··· DOCUMENT PASSAGE

An Inconvenient Truth is an adaptation for younger readers of the 2006 bestseller and Oscar-winning documentary by the same name. This juvenile and teen edition contains simplified text enhanced by dramatic photographs, illustrations and graphs. Al Gore suggests that the global-warming crisis provides an opportunity for change through four simple steps. A head start on environmentalism and a must-read for kids and their parents. Highly recommended. 192 pages. Danielle Marshall
How Basketball Works by Keltie Thomas, illustrated by Greg Hall (Maple Tree Press, 2005).
Young readers who enjoy basketball will love this book. Beyond the usual retelling of the history of the game (the physical education teacher who nailed the peach baskets to the gymnasium balcony to give athletes something to do in the winter), this book provides information about the rules of the game, how to become a better player, anecdotes about legendary players, how equipment has evolved over time and tips on game strategy. Conversational text is interspersed with lively illustrations, diagrams and photographs. Even reluctant readers might actually take a break from shooting hoops to read this one. 64 pages.
Interest grade level: 5+. Ellen Phillips

Meet Our Experts Pauline Harris is a children's librarian with the San Francisco Public Library, and the mother of three daughters, all under the age of 6.
Darlene Kenny is the librarian at San Francisco's Clarendon Elementary School, a California Distinguished School. Darlene has been Clarendon's librarian for 20 years, during which time both her son and her nephew graduated from the school.
Dr. Jan LaBonty is a professor in the School of Education at the University of Montana.

······

WHAT THE EXERCISE ASKS.
How would you put this sentence from the book reviews into Spanish: "Young readers who enjoy basketball will love this book."? Draw only on the book reviews above.

··· RECORD EXCERPTS

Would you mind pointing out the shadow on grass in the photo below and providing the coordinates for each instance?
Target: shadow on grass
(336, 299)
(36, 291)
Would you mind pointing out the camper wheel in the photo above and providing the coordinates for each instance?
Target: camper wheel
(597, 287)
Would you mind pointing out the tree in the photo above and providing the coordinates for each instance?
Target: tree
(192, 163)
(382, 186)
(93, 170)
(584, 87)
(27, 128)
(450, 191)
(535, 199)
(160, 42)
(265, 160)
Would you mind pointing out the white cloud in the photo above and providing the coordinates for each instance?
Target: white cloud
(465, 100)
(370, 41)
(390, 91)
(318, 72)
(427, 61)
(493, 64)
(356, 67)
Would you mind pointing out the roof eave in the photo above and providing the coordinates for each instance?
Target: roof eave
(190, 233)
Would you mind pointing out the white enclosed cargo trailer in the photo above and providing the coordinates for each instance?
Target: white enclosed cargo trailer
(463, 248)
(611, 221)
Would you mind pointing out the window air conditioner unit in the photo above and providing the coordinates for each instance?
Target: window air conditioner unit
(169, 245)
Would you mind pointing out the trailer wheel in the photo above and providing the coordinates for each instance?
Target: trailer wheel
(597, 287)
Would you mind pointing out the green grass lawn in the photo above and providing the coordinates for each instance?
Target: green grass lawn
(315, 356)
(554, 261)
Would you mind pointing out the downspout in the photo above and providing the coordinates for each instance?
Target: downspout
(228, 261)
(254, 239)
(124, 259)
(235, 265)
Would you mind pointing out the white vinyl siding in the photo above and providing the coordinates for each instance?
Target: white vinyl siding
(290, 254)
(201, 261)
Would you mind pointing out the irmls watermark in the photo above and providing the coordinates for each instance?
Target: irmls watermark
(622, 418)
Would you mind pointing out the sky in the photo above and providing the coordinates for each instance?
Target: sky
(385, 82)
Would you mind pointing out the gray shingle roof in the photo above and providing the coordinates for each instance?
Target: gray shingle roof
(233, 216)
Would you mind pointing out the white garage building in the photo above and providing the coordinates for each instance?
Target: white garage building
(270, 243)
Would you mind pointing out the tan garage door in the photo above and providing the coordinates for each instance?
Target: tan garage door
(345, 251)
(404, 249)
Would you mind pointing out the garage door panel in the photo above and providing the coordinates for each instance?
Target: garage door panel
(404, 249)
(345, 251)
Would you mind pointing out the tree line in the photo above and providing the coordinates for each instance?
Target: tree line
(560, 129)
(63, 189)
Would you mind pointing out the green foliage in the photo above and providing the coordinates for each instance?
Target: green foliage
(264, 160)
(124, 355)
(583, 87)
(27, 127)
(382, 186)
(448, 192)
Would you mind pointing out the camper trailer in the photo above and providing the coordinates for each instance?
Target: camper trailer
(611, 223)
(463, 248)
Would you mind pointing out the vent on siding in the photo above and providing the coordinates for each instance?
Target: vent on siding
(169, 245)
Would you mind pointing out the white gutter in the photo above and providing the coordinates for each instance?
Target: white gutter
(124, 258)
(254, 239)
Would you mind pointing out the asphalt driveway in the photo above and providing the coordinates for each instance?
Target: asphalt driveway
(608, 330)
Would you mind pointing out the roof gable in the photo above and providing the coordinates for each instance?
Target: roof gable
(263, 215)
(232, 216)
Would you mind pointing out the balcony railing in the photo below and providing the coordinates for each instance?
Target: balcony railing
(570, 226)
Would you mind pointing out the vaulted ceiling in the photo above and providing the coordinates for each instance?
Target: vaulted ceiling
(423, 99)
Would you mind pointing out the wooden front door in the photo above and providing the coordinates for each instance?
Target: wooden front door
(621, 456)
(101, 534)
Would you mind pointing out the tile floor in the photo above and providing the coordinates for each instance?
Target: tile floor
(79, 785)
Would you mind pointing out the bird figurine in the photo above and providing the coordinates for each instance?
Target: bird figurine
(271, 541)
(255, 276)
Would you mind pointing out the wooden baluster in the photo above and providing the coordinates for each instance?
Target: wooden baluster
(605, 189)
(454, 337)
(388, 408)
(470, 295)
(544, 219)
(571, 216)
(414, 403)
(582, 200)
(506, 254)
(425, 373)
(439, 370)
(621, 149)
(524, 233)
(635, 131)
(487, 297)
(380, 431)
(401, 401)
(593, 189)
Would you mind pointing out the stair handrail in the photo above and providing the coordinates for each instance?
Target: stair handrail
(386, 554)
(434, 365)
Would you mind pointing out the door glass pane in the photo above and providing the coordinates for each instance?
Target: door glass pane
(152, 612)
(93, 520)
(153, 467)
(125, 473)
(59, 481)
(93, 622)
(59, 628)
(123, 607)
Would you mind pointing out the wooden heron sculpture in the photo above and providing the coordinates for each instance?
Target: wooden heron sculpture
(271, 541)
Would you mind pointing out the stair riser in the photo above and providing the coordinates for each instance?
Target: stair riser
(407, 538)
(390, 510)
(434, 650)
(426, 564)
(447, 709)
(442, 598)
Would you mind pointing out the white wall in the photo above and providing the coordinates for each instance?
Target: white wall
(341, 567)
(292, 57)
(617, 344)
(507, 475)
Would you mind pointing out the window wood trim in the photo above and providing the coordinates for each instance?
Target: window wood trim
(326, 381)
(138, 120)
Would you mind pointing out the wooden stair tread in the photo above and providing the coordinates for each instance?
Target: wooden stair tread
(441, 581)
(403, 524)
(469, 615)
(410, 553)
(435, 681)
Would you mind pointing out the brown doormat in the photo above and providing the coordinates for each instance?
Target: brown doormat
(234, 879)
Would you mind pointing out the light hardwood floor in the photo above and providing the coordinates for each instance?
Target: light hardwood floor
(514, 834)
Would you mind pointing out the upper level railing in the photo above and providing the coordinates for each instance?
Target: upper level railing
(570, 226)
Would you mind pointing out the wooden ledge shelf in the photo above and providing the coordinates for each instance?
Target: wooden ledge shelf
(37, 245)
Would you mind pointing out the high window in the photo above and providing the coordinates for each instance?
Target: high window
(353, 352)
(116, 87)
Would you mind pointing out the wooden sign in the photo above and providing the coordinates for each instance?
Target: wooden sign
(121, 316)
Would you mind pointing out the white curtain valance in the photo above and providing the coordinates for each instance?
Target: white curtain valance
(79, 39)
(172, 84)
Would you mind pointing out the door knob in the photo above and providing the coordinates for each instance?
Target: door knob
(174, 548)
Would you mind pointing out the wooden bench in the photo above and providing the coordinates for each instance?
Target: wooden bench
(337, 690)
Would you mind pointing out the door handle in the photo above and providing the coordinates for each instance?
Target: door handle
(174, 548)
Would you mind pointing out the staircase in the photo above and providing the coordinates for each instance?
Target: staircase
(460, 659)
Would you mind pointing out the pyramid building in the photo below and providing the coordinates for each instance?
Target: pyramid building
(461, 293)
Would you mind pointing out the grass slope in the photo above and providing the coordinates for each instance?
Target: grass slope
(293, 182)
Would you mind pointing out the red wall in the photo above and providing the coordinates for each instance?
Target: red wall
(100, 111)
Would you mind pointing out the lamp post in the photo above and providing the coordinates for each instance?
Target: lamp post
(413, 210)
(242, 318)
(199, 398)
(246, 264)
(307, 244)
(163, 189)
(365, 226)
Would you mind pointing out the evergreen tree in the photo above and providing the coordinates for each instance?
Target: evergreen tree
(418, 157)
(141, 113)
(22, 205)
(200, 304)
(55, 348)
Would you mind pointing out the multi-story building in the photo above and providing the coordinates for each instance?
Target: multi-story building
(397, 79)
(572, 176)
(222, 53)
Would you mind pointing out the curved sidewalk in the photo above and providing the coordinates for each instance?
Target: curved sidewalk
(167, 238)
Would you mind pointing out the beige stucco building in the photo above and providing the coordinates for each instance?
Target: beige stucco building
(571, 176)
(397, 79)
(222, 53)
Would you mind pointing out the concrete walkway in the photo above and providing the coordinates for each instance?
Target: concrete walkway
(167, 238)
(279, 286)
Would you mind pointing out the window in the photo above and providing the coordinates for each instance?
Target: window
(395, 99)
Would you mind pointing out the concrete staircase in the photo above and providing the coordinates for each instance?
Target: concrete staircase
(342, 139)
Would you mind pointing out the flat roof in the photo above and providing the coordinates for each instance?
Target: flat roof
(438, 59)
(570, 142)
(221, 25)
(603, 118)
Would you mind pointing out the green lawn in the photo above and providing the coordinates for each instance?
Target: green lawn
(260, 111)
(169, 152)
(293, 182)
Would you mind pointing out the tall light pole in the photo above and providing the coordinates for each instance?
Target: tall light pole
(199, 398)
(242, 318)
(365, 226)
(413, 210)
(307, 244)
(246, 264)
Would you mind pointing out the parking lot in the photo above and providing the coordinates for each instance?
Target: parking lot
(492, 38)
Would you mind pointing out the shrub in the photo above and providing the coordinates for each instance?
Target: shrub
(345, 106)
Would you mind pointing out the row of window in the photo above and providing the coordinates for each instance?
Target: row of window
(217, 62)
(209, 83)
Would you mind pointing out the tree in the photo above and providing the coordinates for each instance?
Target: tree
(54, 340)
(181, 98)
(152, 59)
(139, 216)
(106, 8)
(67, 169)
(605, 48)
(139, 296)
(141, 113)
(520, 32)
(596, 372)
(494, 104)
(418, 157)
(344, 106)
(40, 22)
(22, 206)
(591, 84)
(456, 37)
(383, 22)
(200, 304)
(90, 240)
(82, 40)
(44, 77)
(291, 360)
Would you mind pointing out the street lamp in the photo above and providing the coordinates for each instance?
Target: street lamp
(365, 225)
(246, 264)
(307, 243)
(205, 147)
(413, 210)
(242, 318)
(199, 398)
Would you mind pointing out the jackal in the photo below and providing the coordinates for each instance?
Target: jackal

······

EXERCISE ANSWER.
A los jóvenes lectores a quienes les gusta el baloncesto les encantará este libro.